(节选文字):
○ ○ ○ ○
在文物领域,人们无不赞叹王世襄(1914-2009)先生在古代漆器、明清家具、书画鉴定、善本文献等方面广博的知识与详实的考定,也乐于讨论他终其一生耽于艺术的不泯童心。这除了父母亲眷的陶养,成长中诸多的际遇,也为他从事古物研究起到了推波助澜的作用。比如,这些曾经与他的故宫生涯密不可分的“贵人”,他们投身文物事业的重要瞬间,就值得我们逐一深入了解。
朱启钤(1872-1964)
官至北洋政府交通部总长、内务部总长、国务总理
1912年2月12日,宣统皇帝逊位,北洋政府开放紫禁城部分宫室,供社会公众参观,具体事宜,由时任北洋政府内务部总长的朱启钤总负责。这一次的开放,同时将承德避暑山庄、沈阳故宫的皇室珍品集中于北京故宫外庭,古物陈列所由是挂牌成立,使得昔日的皇室禁地变为服务于民的大型的艺术博物馆。
○ ○ ○ ○
(所供资料):

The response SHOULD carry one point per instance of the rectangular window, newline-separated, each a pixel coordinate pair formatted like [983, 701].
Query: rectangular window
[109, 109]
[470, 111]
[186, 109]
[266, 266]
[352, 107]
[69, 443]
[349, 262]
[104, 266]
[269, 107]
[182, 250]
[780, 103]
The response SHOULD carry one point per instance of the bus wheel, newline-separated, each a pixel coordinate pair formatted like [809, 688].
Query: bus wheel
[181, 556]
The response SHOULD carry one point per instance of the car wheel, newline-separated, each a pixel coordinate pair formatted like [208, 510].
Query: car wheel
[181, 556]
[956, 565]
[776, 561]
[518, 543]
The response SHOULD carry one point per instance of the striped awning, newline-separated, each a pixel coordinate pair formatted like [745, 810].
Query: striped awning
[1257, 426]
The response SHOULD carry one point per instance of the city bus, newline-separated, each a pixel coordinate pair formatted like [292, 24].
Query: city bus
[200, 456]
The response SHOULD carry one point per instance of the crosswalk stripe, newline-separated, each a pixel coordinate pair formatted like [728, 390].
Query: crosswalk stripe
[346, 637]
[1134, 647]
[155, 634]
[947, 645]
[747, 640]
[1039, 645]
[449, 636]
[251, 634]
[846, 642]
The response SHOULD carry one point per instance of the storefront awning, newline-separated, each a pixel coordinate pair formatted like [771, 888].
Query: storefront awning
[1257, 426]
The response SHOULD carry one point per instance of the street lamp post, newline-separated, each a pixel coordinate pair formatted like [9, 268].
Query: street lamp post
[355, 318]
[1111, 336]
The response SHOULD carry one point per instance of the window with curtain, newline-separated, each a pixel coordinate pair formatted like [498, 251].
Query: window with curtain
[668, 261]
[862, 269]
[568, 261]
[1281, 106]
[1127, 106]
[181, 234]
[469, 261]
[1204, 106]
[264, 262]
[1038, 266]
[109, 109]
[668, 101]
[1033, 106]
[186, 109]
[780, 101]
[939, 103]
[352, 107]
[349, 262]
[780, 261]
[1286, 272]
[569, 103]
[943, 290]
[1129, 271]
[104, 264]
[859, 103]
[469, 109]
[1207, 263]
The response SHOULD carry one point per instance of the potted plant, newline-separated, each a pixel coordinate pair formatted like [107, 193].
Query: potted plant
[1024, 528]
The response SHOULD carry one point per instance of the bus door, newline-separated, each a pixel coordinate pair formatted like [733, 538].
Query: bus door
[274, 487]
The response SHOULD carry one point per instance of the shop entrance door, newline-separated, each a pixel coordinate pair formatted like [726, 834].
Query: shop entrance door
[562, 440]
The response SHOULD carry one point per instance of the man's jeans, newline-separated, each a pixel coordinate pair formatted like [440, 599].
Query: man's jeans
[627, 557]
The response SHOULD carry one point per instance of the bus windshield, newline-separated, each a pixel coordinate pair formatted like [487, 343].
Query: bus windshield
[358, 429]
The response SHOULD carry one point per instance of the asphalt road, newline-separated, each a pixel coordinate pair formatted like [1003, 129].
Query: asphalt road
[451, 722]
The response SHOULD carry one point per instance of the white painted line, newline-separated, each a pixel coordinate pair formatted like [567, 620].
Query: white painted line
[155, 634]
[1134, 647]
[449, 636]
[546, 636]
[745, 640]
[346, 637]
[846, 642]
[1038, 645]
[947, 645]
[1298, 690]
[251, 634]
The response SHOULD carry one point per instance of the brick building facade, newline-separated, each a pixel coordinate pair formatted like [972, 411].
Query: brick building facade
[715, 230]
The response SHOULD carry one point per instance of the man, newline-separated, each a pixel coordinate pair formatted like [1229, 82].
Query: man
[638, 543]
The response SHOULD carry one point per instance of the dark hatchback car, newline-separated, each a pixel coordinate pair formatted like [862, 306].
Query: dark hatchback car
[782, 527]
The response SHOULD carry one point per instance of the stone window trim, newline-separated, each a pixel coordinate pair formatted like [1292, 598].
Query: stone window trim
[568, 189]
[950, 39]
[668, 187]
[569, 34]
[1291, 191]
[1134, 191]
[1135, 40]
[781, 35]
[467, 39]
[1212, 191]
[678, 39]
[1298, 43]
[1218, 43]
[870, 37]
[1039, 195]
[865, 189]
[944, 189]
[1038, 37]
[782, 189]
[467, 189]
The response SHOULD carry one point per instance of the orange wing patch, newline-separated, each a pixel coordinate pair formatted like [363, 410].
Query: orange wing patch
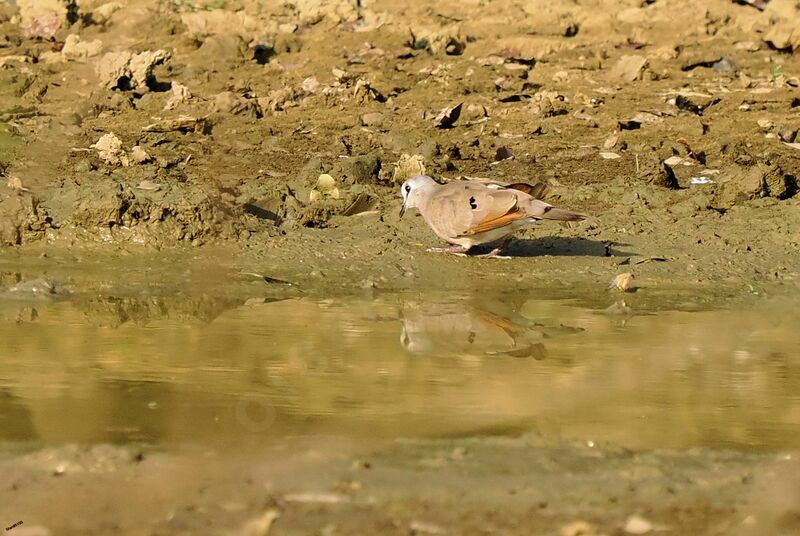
[488, 225]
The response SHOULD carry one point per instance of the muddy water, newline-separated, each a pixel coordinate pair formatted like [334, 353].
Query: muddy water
[387, 366]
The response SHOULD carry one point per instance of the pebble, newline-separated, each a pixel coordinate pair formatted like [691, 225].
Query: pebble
[421, 527]
[578, 528]
[638, 525]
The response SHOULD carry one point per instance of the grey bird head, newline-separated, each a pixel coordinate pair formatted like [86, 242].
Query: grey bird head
[412, 191]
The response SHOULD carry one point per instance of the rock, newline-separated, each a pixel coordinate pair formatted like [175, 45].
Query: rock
[30, 530]
[628, 68]
[75, 49]
[109, 149]
[178, 95]
[103, 208]
[787, 134]
[638, 525]
[102, 14]
[360, 169]
[766, 124]
[35, 287]
[310, 84]
[127, 71]
[622, 282]
[182, 123]
[372, 119]
[422, 527]
[204, 23]
[578, 528]
[738, 184]
[408, 166]
[785, 35]
[263, 524]
[447, 117]
[475, 112]
[139, 155]
[41, 18]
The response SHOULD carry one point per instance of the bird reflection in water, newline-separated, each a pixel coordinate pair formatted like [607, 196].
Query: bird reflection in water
[466, 327]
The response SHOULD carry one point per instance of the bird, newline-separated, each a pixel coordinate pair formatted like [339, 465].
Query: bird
[455, 328]
[468, 213]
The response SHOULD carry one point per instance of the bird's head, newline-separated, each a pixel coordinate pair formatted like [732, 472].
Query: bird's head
[413, 190]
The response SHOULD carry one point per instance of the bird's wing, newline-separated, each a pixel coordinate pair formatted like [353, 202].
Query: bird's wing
[468, 209]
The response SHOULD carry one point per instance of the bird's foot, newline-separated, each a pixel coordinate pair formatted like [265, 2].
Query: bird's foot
[453, 250]
[495, 253]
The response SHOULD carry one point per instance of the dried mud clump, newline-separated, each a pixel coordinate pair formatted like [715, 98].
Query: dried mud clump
[21, 219]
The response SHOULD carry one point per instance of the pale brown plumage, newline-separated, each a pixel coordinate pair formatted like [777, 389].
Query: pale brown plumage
[468, 213]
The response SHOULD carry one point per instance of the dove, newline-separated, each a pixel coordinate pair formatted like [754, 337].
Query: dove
[468, 213]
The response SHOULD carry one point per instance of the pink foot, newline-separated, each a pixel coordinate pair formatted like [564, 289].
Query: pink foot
[453, 250]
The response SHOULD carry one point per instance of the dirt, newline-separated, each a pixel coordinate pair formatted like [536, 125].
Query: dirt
[522, 485]
[150, 136]
[224, 114]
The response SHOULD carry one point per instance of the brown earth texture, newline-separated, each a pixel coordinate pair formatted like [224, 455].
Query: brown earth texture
[674, 125]
[267, 138]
○ ○ ○ ○
(任务要求):
• A. 请照录节选文字中自“官至北洋政府交通部总长、内务部总长、国务总理”至“服务于民的大型的艺术博物馆。”的一段,起止两处文字均须包括在内。
• B. 依据节选文字,回答下列问题:
(i)王世襄的生卒年份为何?
(ii)宣统皇帝于何年何月何日逊位?
(iii)古物陈列所成立时,除紫禁城原藏之外,还集中了哪两处的皇室珍品?

(参考答案):
• A.
官至北洋政府交通部总长、内务部总长、国务总理
1912年2月12日,宣统皇帝逊位,北洋政府开放紫禁城部分宫室,供社会公众参观,具体事宜,由时任北洋政府内务部总长的朱启钤总负责。这一次的开放,同时将承德避暑山庄、沈阳故宫的皇室珍品集中于北京故宫外庭,古物陈列所由是挂牌成立,使得昔日的皇室禁地变为服务于民的大型的艺术博物馆。

• B.
(i)1914年至2009年。
(ii)1912年2月12日。
(iii)承德避暑山庄与沈阳故宫。